== RECORDS FOR THIS EXERCISE ==

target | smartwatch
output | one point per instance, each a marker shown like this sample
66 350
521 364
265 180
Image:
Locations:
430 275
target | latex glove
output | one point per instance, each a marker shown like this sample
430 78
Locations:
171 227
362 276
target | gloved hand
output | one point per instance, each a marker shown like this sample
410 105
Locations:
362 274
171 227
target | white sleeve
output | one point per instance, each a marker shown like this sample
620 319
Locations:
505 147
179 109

===

▶ [PROBLEM TO WORK ON]
Exact retyping of every entry is required.

▶ [ANSWER BOX]
target | smartwatch
output | one point per instance, each a marker shown like this sample
66 350
521 364
265 180
Image:
Locations:
430 275
target | latex glove
output | one point per instance, each a marker shown like this sample
430 78
Locations:
171 227
362 276
target | gloved hand
output | one point per instance, each a marker shown like this sample
410 105
Locations:
362 274
171 227
target | white sleeve
output | one point per instance, each a marker shown like this sample
620 319
Locations:
505 147
179 109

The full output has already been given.